■ Your objective
Report every line of the records below that contains the string "road", noting that case counts.

■ Records for processing
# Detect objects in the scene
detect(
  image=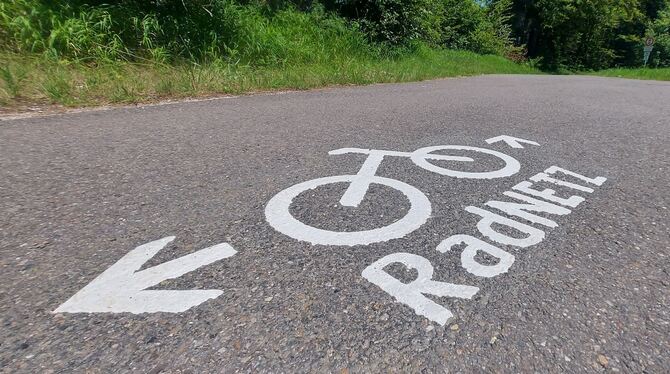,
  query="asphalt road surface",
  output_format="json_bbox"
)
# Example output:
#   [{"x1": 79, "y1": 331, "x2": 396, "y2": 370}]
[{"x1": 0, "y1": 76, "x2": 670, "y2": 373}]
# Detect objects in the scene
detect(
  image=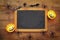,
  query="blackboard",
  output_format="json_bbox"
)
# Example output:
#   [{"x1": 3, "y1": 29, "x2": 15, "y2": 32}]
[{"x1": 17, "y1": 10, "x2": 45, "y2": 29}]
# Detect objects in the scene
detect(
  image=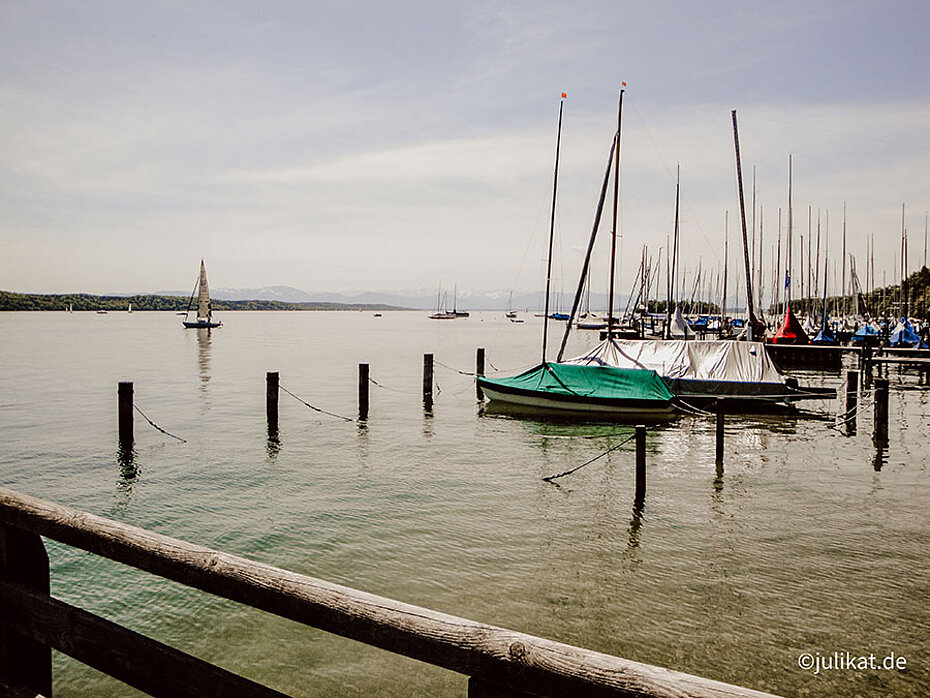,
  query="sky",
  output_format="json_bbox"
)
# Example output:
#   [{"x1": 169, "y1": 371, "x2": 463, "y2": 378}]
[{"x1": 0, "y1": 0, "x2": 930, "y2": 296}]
* * *
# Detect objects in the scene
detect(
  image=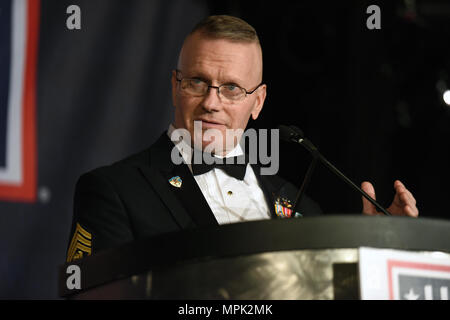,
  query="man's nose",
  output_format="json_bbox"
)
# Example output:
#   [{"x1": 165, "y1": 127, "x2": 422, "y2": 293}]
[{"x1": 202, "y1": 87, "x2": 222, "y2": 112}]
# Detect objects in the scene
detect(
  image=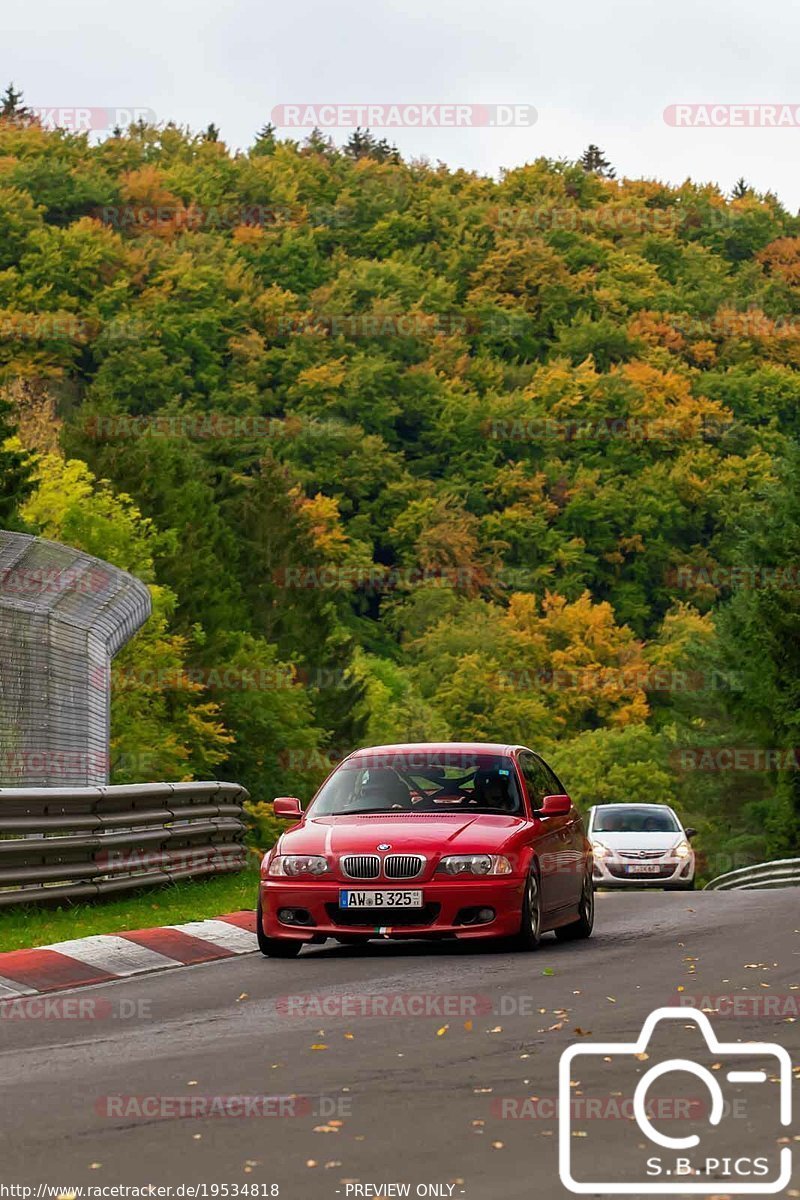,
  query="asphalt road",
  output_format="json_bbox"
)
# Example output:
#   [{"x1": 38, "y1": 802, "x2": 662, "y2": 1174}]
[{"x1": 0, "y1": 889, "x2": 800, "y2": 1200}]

■ The completed task
  query="asphalt road surface",
  query="asphalt road",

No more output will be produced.